» Data for review

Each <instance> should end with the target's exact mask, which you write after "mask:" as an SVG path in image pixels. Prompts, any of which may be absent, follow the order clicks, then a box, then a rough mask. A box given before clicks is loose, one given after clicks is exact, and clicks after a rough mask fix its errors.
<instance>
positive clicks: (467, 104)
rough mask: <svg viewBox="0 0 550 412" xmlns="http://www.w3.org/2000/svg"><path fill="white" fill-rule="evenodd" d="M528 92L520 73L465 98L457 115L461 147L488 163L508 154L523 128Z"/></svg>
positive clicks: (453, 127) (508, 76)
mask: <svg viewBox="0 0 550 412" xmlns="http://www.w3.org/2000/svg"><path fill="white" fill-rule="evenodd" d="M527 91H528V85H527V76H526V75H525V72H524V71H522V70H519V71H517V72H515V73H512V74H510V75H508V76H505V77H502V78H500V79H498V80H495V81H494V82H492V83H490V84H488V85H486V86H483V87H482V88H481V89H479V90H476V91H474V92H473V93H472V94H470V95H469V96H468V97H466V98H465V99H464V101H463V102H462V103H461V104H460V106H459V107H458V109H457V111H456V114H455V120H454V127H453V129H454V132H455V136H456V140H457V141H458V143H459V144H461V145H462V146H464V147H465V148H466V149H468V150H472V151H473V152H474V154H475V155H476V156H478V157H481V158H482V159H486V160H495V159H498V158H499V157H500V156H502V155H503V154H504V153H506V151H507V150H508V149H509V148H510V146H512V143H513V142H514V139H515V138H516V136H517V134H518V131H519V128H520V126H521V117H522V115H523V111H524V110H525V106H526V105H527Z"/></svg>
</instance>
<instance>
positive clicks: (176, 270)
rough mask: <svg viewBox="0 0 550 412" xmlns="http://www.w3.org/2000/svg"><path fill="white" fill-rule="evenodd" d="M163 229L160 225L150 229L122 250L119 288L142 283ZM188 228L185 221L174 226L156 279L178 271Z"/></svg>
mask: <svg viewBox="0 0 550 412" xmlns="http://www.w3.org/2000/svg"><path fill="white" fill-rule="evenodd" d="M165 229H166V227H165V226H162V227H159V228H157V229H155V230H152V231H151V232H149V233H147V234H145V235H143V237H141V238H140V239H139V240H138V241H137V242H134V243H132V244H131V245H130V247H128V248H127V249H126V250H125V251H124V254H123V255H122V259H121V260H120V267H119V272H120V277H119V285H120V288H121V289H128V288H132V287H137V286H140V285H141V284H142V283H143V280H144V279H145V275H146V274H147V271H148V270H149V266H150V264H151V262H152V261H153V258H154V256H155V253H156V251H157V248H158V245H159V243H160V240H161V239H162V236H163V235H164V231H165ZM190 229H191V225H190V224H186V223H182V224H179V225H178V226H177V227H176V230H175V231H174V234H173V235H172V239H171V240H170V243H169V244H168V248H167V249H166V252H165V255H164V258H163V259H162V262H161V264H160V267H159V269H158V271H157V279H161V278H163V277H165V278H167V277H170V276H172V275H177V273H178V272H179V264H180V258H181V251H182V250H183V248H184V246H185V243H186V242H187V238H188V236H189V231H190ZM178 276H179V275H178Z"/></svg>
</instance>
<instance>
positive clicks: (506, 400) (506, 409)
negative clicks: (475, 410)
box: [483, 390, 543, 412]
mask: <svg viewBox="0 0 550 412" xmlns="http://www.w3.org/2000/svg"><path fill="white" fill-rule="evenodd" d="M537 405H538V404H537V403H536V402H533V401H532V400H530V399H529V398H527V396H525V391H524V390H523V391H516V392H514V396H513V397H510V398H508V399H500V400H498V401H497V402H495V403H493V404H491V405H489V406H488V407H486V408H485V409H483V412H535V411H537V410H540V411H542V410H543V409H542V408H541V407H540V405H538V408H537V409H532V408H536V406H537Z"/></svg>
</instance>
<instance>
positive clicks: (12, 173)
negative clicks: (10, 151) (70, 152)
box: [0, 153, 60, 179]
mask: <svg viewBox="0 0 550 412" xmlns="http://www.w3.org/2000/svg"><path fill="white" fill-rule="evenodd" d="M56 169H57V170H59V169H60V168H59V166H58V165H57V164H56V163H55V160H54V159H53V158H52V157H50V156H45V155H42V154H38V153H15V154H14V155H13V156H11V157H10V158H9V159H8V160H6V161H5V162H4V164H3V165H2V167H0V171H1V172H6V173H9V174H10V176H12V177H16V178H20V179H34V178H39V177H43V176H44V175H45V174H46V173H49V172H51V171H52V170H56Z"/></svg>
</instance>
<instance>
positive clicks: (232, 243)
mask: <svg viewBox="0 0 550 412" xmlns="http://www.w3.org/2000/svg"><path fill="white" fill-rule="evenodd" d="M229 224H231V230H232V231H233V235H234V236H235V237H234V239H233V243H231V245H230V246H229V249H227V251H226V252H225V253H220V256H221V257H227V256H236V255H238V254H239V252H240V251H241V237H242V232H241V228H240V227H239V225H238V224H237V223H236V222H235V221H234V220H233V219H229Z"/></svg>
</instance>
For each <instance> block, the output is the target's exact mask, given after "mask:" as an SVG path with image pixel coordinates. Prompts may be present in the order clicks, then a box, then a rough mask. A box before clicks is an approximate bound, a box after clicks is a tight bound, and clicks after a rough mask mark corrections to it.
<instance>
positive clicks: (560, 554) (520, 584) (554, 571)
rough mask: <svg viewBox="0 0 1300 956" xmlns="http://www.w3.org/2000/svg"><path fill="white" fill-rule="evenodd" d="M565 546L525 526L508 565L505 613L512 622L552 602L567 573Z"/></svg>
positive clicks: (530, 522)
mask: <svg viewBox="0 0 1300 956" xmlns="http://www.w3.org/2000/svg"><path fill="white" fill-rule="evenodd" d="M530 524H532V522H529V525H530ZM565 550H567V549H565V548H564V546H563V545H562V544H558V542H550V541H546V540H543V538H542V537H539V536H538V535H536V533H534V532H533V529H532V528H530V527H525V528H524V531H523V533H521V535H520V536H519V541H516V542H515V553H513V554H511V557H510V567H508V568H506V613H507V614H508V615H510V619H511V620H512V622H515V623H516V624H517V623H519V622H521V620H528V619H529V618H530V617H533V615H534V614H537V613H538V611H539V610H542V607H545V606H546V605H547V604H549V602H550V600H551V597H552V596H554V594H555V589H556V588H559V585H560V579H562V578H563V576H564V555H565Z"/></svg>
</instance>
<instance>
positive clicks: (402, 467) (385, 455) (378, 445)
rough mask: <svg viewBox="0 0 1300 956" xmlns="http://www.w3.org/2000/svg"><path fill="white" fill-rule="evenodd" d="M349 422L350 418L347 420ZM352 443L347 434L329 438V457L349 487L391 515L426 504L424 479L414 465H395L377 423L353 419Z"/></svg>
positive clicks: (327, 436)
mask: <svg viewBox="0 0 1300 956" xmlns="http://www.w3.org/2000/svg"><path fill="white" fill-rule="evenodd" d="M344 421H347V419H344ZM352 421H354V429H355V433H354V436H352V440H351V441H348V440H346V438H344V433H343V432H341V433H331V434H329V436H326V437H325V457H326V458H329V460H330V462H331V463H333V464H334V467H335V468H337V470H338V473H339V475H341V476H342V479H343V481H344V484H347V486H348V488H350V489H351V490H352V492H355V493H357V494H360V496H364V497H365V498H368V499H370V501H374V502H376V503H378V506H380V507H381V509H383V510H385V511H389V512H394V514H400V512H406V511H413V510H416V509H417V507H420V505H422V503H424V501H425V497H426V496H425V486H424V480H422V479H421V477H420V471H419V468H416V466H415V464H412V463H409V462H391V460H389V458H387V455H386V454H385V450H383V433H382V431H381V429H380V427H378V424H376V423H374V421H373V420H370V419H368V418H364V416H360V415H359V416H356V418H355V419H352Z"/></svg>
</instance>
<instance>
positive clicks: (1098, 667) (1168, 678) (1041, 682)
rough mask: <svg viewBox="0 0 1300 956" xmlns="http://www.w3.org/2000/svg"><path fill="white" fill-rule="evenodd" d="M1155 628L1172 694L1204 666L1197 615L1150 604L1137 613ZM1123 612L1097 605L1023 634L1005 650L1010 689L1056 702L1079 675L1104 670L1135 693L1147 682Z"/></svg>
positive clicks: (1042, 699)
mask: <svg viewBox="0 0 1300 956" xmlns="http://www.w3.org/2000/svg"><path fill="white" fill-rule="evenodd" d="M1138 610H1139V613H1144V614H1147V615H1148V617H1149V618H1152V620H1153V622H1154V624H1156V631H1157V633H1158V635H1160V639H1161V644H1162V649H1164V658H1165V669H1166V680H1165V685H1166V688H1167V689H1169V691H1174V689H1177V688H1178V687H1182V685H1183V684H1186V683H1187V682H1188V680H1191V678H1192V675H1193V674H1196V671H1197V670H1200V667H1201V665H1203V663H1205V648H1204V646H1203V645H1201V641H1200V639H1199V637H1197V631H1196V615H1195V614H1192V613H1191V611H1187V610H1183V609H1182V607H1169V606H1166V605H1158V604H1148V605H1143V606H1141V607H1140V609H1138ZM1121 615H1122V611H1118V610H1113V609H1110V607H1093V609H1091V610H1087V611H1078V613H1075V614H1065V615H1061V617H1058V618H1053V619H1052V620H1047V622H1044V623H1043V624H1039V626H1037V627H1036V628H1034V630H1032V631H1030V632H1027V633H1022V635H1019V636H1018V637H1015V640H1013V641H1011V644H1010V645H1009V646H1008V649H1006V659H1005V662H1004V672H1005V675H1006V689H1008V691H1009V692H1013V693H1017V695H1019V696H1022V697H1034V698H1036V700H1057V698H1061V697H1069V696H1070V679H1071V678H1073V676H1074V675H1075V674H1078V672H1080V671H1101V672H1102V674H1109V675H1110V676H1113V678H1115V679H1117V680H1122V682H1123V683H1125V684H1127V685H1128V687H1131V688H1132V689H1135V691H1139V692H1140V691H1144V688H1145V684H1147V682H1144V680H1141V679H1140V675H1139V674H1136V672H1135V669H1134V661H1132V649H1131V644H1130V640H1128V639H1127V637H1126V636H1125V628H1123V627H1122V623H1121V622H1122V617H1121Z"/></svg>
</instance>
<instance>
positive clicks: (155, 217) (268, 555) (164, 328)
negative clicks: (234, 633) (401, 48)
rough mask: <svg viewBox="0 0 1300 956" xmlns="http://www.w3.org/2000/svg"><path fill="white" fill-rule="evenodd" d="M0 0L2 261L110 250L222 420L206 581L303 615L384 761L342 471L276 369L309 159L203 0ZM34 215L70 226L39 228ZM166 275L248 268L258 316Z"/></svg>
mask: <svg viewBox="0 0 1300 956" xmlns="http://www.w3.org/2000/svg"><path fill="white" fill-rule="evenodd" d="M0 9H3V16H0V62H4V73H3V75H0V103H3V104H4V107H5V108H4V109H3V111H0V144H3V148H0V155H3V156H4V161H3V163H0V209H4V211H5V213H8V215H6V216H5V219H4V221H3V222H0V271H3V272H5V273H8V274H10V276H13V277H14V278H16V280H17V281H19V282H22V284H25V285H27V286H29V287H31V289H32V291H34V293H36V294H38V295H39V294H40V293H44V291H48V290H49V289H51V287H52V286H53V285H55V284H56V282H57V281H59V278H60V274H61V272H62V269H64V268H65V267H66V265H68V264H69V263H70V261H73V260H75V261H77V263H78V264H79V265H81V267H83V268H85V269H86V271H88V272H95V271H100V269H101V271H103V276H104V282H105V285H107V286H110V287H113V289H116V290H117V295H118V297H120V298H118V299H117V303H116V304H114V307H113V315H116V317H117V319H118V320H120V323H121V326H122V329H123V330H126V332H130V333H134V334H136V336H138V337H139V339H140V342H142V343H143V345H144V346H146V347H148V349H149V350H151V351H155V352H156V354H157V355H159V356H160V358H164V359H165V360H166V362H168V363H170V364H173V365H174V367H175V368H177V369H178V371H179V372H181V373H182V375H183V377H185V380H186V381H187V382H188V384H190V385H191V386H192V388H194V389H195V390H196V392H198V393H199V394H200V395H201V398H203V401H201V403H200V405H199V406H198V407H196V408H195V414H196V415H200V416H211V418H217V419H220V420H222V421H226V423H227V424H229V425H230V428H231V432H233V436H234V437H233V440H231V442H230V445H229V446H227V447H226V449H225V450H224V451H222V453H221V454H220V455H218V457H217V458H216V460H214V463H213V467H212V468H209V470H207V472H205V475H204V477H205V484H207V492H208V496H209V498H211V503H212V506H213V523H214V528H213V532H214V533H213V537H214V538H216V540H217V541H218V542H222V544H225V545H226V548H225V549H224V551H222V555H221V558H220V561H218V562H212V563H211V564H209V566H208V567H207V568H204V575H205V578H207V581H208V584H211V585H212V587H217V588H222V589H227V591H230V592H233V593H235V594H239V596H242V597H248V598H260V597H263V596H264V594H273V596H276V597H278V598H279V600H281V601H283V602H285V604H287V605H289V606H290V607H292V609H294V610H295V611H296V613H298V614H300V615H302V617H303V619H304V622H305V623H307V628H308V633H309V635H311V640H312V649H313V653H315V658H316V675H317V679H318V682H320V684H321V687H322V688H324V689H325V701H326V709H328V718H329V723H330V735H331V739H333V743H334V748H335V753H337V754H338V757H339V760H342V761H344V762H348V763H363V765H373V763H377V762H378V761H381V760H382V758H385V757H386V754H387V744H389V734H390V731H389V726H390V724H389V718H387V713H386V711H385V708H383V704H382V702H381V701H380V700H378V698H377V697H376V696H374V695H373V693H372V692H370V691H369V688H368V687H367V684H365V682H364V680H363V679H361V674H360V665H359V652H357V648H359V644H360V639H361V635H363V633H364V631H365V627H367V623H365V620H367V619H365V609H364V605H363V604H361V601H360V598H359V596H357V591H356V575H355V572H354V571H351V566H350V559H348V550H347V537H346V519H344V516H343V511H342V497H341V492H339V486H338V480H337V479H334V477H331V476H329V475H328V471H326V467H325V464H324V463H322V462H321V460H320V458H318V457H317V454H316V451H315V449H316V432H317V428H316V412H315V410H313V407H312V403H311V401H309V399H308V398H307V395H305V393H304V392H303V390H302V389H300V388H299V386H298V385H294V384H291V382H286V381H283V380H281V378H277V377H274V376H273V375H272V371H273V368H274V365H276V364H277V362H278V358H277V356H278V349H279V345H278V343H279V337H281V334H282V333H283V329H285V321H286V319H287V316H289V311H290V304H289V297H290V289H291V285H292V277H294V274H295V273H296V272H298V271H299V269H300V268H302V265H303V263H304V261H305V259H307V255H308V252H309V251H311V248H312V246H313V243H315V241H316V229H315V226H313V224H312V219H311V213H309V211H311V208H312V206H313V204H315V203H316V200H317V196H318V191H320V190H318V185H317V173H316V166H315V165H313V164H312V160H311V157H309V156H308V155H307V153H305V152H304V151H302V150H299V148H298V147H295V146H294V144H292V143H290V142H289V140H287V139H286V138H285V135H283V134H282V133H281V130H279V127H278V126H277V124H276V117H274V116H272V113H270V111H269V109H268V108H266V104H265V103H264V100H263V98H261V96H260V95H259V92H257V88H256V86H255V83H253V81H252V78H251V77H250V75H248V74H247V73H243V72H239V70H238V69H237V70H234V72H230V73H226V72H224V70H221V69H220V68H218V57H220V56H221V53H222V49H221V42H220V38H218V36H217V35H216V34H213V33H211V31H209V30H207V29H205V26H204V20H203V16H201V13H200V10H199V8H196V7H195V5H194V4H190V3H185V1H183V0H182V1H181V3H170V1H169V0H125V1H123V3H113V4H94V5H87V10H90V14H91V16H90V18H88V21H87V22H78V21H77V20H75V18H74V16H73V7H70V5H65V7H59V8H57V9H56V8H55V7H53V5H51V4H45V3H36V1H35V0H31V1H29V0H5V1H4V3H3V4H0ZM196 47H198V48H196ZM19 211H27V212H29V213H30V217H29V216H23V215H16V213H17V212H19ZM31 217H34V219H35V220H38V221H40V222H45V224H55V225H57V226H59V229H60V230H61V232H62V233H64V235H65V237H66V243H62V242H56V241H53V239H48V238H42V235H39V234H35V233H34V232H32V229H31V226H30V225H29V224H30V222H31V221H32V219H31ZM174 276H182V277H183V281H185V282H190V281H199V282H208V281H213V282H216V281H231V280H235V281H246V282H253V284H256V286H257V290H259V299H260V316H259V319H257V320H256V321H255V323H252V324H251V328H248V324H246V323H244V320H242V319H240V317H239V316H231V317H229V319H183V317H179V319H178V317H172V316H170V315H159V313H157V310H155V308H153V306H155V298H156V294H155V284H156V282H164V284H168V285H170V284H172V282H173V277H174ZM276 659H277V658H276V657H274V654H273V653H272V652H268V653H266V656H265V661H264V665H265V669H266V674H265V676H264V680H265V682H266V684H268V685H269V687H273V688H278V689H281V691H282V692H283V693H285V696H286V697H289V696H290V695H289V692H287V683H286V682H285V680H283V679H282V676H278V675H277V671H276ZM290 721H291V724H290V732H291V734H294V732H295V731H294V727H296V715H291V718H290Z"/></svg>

» What you will do
In the records above, the line with "628L1172 694L1204 666L1197" marks the start and the line with "negative clicks: (234, 633) (401, 48)" marks the end; copy that stretch exactly, both lines included, and nothing else.

» Your solution
rough mask: <svg viewBox="0 0 1300 956" xmlns="http://www.w3.org/2000/svg"><path fill="white" fill-rule="evenodd" d="M1155 628L1172 694L1204 666L1197 615L1150 604L1137 613ZM1123 612L1097 605L1023 634L1005 650L1010 689L1056 702L1079 675L1104 670L1135 693L1147 682Z"/></svg>
positive clicks: (1042, 699)
mask: <svg viewBox="0 0 1300 956" xmlns="http://www.w3.org/2000/svg"><path fill="white" fill-rule="evenodd" d="M1138 610H1139V613H1144V614H1147V615H1148V617H1149V618H1152V620H1153V622H1154V624H1156V631H1157V633H1158V635H1160V639H1161V644H1162V649H1164V658H1165V669H1166V680H1165V685H1166V688H1167V689H1169V691H1174V689H1177V688H1178V687H1182V685H1183V684H1186V683H1187V682H1188V680H1191V678H1192V675H1193V674H1196V671H1197V670H1200V667H1201V665H1203V663H1205V648H1204V646H1203V645H1201V641H1200V639H1199V637H1197V631H1196V615H1195V614H1192V613H1191V611H1187V610H1183V609H1182V607H1169V606H1166V605H1158V604H1148V605H1143V606H1141V607H1140V609H1138ZM1121 615H1122V611H1118V610H1113V609H1110V607H1093V609H1091V610H1087V611H1078V613H1075V614H1065V615H1061V617H1058V618H1053V619H1052V620H1047V622H1044V623H1043V624H1039V626H1037V627H1036V628H1034V630H1032V631H1030V632H1027V633H1022V635H1019V636H1018V637H1015V640H1013V641H1011V644H1010V645H1009V646H1008V649H1006V659H1005V662H1004V672H1005V675H1006V689H1008V691H1009V692H1013V693H1017V695H1019V696H1022V697H1034V698H1036V700H1057V698H1061V697H1069V696H1070V679H1071V678H1073V676H1074V675H1075V674H1078V672H1080V671H1101V672H1102V674H1109V675H1110V676H1113V678H1115V679H1117V680H1122V682H1123V683H1125V684H1127V685H1128V687H1131V688H1132V689H1135V691H1139V692H1140V691H1144V688H1145V684H1147V682H1144V680H1141V679H1140V675H1139V674H1136V672H1135V669H1134V661H1132V649H1131V644H1130V640H1128V639H1127V637H1126V636H1125V628H1123V627H1122V623H1121V622H1122V617H1121Z"/></svg>
</instance>
<instance>
positive clicks: (155, 217) (268, 555) (164, 328)
negative clicks: (234, 633) (401, 48)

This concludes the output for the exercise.